▶ Goal of the exercise
Each line below should be retyped exactly, with no pictures.

▶ Data
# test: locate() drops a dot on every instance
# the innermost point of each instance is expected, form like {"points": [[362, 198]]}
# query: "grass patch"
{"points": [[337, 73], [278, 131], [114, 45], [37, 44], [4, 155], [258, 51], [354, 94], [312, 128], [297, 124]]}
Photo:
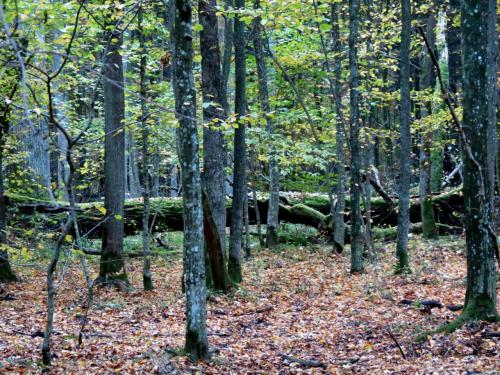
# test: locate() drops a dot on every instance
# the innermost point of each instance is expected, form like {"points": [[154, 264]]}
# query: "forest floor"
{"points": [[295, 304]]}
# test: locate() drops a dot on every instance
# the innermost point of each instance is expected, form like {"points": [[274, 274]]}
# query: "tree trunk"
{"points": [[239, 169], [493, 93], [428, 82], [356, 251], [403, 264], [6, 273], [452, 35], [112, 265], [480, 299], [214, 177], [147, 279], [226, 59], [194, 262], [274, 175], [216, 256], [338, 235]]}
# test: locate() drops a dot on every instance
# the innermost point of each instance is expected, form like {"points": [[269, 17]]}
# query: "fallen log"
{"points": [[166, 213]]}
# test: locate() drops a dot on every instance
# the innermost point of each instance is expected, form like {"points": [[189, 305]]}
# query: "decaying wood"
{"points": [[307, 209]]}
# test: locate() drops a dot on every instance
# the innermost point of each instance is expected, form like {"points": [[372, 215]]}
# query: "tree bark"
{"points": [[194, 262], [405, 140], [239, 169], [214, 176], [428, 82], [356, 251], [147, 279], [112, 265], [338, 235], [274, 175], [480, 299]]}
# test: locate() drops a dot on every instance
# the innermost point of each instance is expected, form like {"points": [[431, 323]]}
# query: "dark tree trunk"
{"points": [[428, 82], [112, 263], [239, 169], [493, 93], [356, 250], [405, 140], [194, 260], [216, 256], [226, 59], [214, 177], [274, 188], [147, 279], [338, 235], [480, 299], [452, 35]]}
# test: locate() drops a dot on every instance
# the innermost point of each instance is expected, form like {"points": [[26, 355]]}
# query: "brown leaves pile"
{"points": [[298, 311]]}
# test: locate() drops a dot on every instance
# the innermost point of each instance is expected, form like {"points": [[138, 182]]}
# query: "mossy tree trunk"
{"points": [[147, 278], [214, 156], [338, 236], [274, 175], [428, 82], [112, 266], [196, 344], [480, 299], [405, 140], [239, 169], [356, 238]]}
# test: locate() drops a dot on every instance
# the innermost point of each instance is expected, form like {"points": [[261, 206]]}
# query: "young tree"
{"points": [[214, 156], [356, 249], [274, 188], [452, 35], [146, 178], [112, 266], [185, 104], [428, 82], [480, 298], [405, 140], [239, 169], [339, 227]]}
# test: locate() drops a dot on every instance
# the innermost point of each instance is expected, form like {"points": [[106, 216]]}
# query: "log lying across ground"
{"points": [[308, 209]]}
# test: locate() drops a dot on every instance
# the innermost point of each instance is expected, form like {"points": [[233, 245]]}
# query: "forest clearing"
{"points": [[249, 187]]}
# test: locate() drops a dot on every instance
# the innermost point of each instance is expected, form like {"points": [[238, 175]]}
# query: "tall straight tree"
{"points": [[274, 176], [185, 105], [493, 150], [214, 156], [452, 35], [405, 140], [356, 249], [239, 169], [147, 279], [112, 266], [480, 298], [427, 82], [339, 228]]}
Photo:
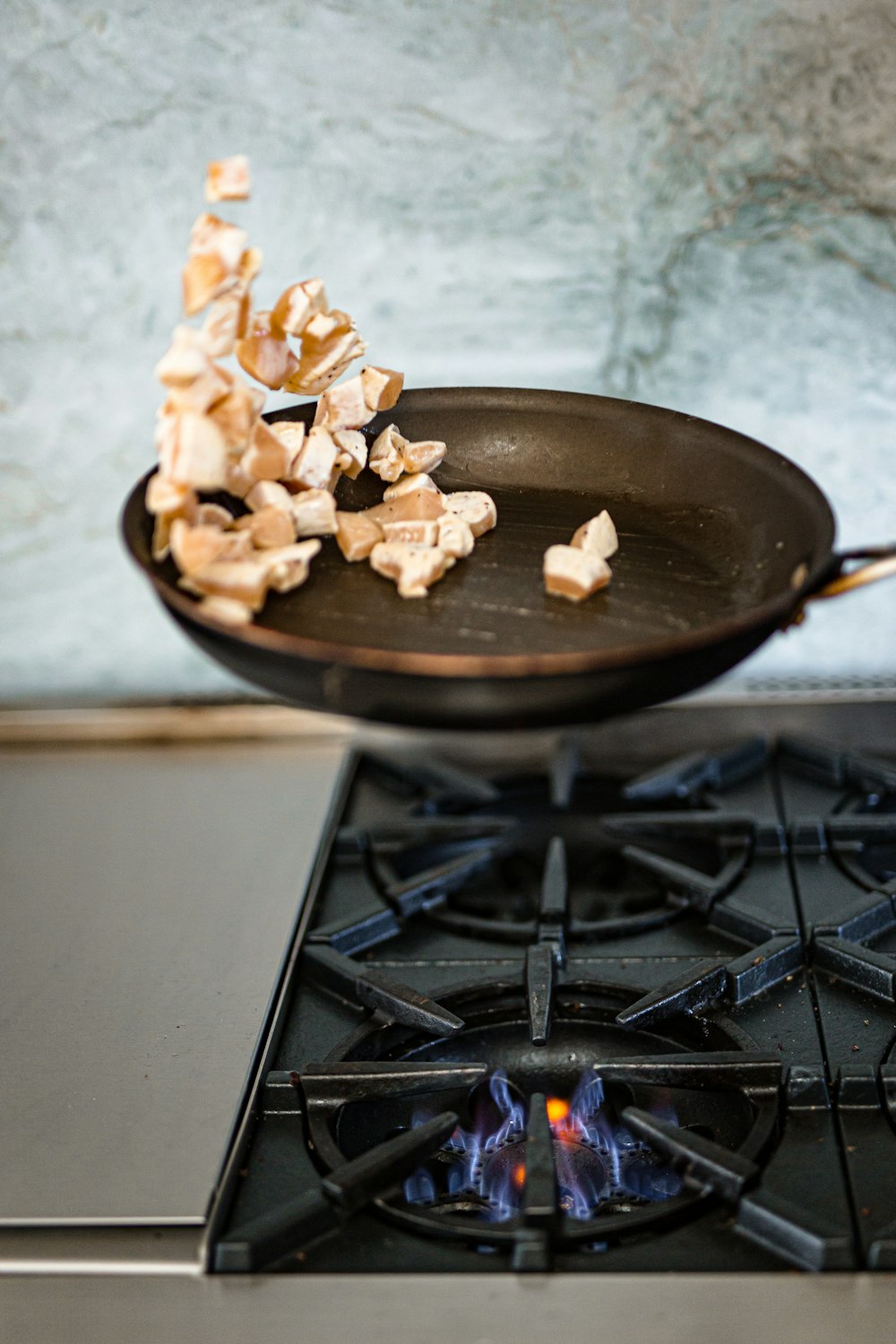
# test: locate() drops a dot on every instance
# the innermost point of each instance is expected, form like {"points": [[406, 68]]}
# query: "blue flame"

▶ Written answer
# test: locate() drops a dot on every instance
# the innermost point of each instance is expected, form like {"points": [[362, 198]]}
# query: "grass patch"
{"points": [[337, 73], [278, 131], [114, 45], [37, 44], [4, 155], [258, 51], [354, 94], [312, 128], [297, 124]]}
Photo:
# test: locate() drops a dot on every instance
# the innermost point of each instance is expected, form like {"points": [[154, 264]]}
# query: "forest floor"
{"points": [[295, 304]]}
# test: locate() drops a dot on every instance
# the innermost point of each instance is expected, form like {"points": [[274, 274]]}
# query: "tree trunk"
{"points": [[239, 169], [493, 93], [428, 82], [356, 251], [403, 264], [6, 273], [452, 35], [112, 265], [480, 299], [214, 177], [147, 279], [226, 59], [194, 262], [274, 175], [216, 256], [338, 235]]}
# test: locate() drops a dot on every instance
# the innermost point of each instance is expected, form like {"points": [[269, 17]]}
# query: "fallen log"
{"points": [[166, 213]]}
# test: locate() drops a dot on every instance
# the innermost point of each instance is expected, form like {"points": [[189, 305]]}
# query: "decaying wood"
{"points": [[307, 209]]}
# test: locate() drops a dot on every instance
# the innermost point of each instance is expected, form like {"points": [[372, 215]]}
# query: "tree bark"
{"points": [[194, 262], [405, 140], [239, 169], [214, 176], [428, 82], [356, 251], [147, 279], [112, 265], [338, 235], [274, 175], [480, 299]]}
# test: locate() drops a dot on every instance
# the innermost point of each instance is expected, form like {"points": [[431, 323]]}
# query: "dark tree trunk"
{"points": [[428, 82], [112, 263], [239, 169], [493, 93], [356, 250], [405, 140], [194, 260], [216, 256], [226, 59], [214, 177], [274, 188], [147, 279], [338, 235], [480, 299], [452, 35]]}
# test: locate() drops a dot on every instance
# the innermost point of each instance is expected, form like {"points": [[26, 355]]}
# query: "brown leaves pile"
{"points": [[298, 311]]}
# test: locate() drops a dot on every instance
# the innermost point of each instance is expected, form like {"points": [[138, 182]]}
# query: "mossy tree trunk"
{"points": [[147, 278], [214, 156], [338, 236], [274, 175], [428, 82], [112, 266], [196, 344], [480, 299], [405, 140], [239, 169], [356, 238]]}
# test: locate() drops a dot on every instance
# the innermost point of each instance is expected, form like {"points": [[261, 206]]}
# query: "young tree"
{"points": [[214, 156], [356, 249], [274, 188], [452, 35], [146, 178], [112, 266], [185, 104], [428, 82], [480, 298], [405, 140], [239, 169], [339, 227]]}
# test: locate() drops a dot on every instance
# the innermost point of each instance is expected, form like {"points": [[106, 216]]}
# query: "log lying across ground"
{"points": [[308, 209]]}
# test: locate() drops a dot on every instance
# the innermost point of each instance is expected, form like {"points": [[233, 245]]}
# query: "forest clearing"
{"points": [[249, 187]]}
# test: locate() drops a dot on every instance
# the innermost point of each instance is expected, form like {"points": [[238, 175]]}
# query: "tall straight tree"
{"points": [[274, 176], [185, 105], [493, 150], [214, 156], [452, 35], [405, 140], [356, 249], [239, 169], [147, 279], [112, 266], [480, 298], [427, 82], [339, 228]]}
Photo:
# test: locate() drops a dot on every instance
# the innermost point of each instance is expected, form like {"points": [[406, 68]]}
# query: "blue flame"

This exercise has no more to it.